PROVIDED TEXT —

━━━━━━━━━━━━━━━━━━━━

Girls in Tech Conference brings high school girls into STEM

Photo by Megan MacQuerrie ’19 Speaker Charu Sharma ’14 addresses room of young computer scientists at the Girls in Tech Conference.

Photo by Megan MacQuerrie ’19
Speaker Charu Sharma ’14 addresses room of young computer scientists at the Girls in Tech Conference.


On Sunday, March 5, Mount Holyoke hosted the annual Girls in Tech Conference. High school students from towns all over Massachusetts traveled to campus and spent the day occupied by a full schedule of workshops and presentations. Highly accomplished women in the fields of technology and entrepreneurship video-called in and ventured onto campus as guest speakers. Girls milled around Kendade, Clapp and Hooker, getting a taste of life in the sciences with each workshop they attended.

Clusters of high school girls with white name tags stuck on their shirts sat patiently in their seats, passing time by rapping lyrics from the play “Hamilton,” scrolling on their phones and showing off the cut-out shapes that they had made using lasers. Each girl sat with her team, waiting together for the chance to pitch their ideas for an original app.

Mount Holyoke computer science students clad in black t-shirts guided groups of students around the science buildings as mentors and volunteer staff for the conference. Guest speakers gave “lightning talks” in which they spent about 15 minutes telling the girls their own stories about life in the field of technology and the importance of women in tech.

Speakers included Sarah Meyer of Buzzfeed, Laney Kuenzel of Facebook, Parisa Tabriz of Google and two Mount Holyoke alumnae, Kat Calvin ’05 and Charu Sharma ’14.

Sharma stood at the front of Hooker Auditorium with familiarity. She joked that she had always wanted to come back and write on the chalkboard, and wrote out the proper way to pitch a new product to investors. She also emphasized the ways in which her liberal arts education at Mount Holyoke prepared her for a creative career in technology and business, saying that, “connecting dots in different disciplines helps you in tech.” She founded a non-profit, Go Against the Flow, and had already started two award-winning companies from her dorm room before graduating. Above all, she noted the problematic confidence gap between men and women in the workplace, encouraging girls to act on their ideas with confidence and “find champions, men or women, who support you.”

Girls attended a wide range of workshops throughout the day, in which they learned to make designs using lasers, work with app designing software and improve their public speaking skills. Along with those for the students, there were events for the teachers, parents and guidance counselors who had accompanied the girls. Sarah Robinson ’17, a computer science major, said that they spoke on a panel specifically aimed at helping these people “understand what the computer science program is like at Mount Holyoke and how that can help them develop programs in their own schools.”

━━━━━━━━━━━━━━━━━━━━

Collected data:

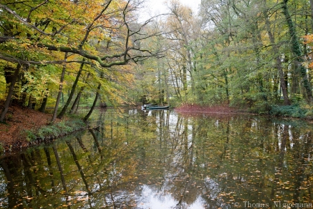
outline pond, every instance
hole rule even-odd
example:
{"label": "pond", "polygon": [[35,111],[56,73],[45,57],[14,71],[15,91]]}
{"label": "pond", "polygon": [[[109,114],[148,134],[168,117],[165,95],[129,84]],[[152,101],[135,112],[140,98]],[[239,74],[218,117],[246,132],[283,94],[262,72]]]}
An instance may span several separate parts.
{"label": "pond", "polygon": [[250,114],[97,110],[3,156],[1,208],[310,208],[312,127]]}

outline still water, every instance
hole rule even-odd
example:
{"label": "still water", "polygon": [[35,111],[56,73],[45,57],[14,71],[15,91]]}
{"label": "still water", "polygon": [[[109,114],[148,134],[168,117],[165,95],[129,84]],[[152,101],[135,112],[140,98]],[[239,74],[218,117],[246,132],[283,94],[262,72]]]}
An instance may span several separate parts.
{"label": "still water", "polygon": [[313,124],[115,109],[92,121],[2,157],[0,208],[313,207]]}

━━━━━━━━━━━━━━━━━━━━

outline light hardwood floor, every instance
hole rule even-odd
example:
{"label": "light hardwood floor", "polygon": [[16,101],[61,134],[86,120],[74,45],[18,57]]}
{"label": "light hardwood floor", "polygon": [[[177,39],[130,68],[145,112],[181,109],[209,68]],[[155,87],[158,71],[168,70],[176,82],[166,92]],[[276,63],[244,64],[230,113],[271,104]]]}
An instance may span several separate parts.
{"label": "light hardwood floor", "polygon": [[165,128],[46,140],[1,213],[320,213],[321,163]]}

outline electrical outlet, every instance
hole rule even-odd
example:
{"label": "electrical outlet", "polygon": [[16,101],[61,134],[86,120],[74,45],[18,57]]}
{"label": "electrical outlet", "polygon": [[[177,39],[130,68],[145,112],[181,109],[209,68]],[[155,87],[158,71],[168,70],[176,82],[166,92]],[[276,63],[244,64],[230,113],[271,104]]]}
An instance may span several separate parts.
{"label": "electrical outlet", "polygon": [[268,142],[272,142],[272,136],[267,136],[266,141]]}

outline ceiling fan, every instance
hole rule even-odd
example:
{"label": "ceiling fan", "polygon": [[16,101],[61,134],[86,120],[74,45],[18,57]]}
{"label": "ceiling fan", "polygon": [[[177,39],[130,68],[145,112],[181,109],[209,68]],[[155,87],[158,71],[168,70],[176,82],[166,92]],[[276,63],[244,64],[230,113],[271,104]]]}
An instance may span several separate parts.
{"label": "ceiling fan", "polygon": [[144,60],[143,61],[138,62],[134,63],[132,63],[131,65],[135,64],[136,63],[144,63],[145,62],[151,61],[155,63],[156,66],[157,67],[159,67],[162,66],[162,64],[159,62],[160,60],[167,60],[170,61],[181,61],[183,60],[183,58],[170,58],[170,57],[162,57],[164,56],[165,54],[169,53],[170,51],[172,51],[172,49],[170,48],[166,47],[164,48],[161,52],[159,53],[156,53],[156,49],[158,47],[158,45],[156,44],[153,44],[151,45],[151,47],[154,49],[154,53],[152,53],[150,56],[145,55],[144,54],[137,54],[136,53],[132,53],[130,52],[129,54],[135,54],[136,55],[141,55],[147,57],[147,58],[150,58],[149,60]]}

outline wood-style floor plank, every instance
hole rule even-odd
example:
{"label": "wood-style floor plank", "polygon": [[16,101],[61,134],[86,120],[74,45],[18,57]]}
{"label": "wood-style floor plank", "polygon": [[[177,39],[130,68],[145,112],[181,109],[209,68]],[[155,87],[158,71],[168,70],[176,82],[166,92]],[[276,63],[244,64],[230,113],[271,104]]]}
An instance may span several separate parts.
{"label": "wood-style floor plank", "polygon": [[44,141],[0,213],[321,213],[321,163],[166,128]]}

━━━━━━━━━━━━━━━━━━━━

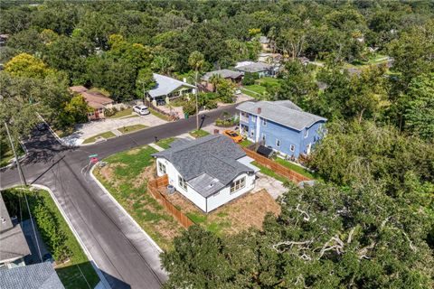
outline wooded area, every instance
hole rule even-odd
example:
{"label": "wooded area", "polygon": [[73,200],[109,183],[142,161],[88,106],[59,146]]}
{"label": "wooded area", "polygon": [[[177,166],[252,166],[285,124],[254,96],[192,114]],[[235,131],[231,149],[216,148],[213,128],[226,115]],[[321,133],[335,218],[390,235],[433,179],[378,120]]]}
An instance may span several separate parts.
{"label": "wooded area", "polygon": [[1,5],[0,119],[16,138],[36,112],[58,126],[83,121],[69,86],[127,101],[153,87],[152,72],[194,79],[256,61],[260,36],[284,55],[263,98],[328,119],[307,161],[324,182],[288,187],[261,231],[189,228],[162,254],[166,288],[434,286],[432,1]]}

━━━━━━━━━━━━━━━━━━━━

WORK TO COMPLETE —
a - Using the Girls in Tech article, decide whether each statement agrees with it: (i) The conference was held on Saturday, March 5. (ii) The lightning talks ran about 15 minutes each. (iii) Charu Sharma started two award-winning companies before she graduated. For each, answer yes or no and quote the words that settle it.
b - Set down the stretch of the Girls in Tech article from "Clusters of high" through "an original app.", word for word.
c - Answer these questions from the Girls in Tech article:
(i) What color were the t-shirts worn by the Mount Holyoke computer science students?
(ii) Which company did Laney Kuenzel come from?
(iii) What is Sarah Robinson's major?

REPLIES —
a -
(i) No: "On Sunday, March 5, Mount Holyoke hosted the annual Girls in Tech Conference."
(ii) Yes: "they spent about 15 minutes telling the girls their own stories"
(iii) Yes: "had already started two award-winning companies from her dorm room before graduating"

b -
Clusters of high school girls with white name tags stuck on their shirts sat patiently in their seats, passing time by rapping lyrics from the play “Hamilton,” scrolling on their phones and showing off the cut-out shapes that they had made using lasers. Each girl sat with her team, waiting together for the chance to pitch their ideas for an original app.

c -
(i) Black
(ii) Facebook
(iii) Computer science